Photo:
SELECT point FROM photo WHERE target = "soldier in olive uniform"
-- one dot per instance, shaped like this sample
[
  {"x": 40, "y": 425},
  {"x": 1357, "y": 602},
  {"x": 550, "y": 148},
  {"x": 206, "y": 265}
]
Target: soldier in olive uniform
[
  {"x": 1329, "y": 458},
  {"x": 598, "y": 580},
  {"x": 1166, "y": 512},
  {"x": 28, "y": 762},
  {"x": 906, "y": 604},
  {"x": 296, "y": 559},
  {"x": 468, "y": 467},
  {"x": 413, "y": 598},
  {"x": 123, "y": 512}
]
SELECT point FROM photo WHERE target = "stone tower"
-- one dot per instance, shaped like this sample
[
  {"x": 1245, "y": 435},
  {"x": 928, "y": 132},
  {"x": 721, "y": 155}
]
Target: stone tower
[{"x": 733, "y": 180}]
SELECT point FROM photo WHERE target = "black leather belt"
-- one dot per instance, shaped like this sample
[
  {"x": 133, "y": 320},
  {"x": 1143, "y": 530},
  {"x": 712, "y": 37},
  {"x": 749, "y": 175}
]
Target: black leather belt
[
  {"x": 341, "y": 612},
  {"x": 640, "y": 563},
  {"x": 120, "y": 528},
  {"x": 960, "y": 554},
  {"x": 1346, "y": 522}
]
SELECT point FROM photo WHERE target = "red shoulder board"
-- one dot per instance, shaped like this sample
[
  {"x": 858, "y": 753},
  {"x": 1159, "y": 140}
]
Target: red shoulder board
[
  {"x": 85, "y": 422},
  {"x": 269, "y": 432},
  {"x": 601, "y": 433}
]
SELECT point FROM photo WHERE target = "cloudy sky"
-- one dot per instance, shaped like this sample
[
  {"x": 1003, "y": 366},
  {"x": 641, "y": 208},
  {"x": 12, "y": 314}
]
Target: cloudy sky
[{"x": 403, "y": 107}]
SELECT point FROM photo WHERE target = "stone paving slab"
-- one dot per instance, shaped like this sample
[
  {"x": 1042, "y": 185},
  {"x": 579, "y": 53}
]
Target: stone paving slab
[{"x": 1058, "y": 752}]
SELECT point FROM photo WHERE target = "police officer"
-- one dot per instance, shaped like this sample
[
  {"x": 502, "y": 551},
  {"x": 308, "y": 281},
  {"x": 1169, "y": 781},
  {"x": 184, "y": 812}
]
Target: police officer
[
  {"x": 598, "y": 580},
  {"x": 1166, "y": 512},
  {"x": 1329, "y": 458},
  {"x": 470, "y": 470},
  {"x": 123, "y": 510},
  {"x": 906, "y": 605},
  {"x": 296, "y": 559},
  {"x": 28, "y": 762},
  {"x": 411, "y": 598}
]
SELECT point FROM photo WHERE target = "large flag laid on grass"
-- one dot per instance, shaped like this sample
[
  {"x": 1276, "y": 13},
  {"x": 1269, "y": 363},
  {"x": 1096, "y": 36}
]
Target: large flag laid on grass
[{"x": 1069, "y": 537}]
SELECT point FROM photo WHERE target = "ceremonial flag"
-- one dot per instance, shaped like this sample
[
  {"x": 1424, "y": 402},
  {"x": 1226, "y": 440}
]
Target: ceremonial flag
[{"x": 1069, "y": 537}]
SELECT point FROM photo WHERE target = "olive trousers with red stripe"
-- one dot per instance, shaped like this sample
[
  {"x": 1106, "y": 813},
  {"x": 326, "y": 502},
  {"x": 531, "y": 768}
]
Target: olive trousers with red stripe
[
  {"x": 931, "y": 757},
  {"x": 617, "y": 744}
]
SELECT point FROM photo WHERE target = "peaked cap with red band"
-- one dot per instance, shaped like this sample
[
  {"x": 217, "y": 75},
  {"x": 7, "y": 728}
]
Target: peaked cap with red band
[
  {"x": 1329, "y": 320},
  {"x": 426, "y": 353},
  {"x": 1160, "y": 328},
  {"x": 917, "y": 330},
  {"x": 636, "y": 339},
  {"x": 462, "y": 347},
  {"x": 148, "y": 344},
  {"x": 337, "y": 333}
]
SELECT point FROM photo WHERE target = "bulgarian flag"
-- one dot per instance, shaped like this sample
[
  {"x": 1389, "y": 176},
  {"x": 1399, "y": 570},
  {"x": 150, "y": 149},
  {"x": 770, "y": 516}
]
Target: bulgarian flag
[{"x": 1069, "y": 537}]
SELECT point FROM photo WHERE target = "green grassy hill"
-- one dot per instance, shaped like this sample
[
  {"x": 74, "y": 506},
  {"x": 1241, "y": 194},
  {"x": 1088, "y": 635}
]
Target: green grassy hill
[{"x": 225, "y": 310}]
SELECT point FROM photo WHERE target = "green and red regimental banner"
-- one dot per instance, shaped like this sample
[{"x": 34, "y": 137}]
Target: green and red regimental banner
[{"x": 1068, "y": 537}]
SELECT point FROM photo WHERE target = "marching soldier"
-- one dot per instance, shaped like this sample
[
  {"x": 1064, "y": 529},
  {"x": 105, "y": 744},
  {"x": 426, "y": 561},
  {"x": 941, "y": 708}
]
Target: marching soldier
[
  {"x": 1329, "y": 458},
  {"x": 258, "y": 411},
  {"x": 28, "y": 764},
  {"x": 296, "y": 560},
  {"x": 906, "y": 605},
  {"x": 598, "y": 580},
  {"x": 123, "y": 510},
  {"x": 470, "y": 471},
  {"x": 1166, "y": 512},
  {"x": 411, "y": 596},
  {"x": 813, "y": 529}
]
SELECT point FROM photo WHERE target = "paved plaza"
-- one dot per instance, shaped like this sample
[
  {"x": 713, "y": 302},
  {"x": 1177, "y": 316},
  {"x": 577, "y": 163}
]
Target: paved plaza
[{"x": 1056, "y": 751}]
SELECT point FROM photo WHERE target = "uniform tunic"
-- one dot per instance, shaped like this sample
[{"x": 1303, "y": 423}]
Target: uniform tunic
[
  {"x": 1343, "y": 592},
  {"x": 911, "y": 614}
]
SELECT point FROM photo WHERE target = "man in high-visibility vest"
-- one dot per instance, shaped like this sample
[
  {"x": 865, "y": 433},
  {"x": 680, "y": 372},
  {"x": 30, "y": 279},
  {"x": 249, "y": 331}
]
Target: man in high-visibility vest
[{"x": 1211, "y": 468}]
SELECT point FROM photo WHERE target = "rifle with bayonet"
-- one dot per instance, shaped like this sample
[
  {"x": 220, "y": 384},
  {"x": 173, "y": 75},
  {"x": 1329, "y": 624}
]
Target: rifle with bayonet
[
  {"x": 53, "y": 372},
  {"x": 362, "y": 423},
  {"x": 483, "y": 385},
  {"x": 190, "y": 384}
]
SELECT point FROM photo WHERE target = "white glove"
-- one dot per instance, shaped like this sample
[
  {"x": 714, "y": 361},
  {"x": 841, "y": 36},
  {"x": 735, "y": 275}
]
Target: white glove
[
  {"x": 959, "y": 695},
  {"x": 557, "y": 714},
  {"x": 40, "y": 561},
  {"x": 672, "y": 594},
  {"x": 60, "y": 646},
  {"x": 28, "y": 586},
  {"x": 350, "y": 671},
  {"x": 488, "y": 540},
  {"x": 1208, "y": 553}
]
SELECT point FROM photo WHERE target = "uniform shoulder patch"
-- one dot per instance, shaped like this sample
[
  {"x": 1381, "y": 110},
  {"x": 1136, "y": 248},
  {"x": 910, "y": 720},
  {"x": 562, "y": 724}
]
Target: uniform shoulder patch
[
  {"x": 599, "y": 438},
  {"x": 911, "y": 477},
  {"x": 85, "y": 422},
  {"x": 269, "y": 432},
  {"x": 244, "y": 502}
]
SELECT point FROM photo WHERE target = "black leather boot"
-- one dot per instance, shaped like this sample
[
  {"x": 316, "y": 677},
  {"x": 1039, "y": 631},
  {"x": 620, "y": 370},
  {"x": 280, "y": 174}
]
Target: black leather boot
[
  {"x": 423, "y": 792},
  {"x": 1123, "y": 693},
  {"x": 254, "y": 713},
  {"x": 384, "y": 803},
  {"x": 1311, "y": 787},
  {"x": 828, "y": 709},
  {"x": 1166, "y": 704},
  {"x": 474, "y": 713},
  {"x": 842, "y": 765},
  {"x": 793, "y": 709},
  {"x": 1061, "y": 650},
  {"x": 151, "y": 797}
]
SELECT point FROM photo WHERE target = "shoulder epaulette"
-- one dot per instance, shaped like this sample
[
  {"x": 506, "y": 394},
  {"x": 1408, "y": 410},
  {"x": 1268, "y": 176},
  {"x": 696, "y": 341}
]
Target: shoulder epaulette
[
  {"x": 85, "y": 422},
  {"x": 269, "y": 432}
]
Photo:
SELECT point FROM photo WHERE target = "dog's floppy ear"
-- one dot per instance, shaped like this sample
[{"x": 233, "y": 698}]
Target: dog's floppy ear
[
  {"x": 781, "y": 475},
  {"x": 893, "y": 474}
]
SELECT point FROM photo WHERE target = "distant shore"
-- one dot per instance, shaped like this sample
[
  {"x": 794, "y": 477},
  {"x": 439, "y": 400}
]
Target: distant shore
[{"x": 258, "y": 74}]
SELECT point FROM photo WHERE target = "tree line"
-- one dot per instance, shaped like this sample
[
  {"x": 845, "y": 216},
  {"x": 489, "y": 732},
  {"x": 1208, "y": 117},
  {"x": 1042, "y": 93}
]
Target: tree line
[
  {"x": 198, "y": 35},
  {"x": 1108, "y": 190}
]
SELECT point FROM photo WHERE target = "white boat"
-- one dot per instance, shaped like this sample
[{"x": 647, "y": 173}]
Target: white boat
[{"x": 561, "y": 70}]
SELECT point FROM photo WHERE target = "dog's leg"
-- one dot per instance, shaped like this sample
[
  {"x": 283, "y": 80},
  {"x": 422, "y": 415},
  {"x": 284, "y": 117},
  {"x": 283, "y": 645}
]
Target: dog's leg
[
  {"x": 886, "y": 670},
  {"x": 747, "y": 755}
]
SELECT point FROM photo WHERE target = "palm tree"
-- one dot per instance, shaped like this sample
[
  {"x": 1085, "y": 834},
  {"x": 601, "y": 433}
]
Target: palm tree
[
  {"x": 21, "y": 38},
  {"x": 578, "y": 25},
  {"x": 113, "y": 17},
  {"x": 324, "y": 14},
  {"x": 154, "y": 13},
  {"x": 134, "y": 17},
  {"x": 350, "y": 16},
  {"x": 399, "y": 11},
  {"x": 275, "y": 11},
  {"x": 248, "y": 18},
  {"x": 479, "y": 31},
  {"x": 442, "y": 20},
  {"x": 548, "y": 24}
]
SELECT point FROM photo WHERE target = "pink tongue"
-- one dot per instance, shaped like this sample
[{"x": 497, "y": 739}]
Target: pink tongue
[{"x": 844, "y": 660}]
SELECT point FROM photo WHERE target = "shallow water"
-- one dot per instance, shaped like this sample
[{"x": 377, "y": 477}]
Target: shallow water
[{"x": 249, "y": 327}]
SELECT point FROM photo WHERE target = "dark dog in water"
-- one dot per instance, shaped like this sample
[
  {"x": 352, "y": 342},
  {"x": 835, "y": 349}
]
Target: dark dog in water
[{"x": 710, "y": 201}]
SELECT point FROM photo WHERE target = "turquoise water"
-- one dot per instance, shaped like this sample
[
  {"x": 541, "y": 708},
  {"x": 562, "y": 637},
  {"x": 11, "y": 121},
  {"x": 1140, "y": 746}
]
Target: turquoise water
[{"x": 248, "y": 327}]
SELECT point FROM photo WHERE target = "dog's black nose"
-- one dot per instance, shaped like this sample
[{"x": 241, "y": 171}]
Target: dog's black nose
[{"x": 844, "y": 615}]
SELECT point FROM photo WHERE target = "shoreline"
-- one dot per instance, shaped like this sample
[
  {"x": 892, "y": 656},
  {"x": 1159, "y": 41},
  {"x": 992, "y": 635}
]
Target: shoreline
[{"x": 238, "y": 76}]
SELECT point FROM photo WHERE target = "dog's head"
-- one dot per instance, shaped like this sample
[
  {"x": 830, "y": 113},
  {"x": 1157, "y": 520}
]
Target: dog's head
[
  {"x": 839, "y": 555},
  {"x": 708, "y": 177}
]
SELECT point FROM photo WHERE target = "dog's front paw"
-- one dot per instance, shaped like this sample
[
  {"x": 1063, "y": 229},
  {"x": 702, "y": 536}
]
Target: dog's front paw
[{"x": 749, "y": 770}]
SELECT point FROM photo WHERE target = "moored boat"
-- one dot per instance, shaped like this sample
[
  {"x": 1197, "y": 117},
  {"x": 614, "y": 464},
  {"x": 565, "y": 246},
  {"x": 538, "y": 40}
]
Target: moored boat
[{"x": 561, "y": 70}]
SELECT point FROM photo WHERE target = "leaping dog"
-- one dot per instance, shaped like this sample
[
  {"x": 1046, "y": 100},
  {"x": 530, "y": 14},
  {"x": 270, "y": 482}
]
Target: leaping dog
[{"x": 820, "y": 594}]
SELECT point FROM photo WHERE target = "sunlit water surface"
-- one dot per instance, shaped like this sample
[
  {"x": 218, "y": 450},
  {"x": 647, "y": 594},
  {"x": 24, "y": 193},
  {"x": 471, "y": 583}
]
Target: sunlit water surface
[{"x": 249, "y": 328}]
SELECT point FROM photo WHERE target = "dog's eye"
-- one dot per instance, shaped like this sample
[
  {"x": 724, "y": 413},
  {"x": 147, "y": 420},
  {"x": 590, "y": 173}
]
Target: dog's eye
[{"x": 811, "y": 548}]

→ **必要事項**: 上のエントリから、文字列「epaulette」を含む行をすべて書き出してください。大文字と小文字は区別します。

→ **演習の解答**:
SELECT point FROM photo WHERE target = "shoulder epaulette"
Target: shoulder epaulette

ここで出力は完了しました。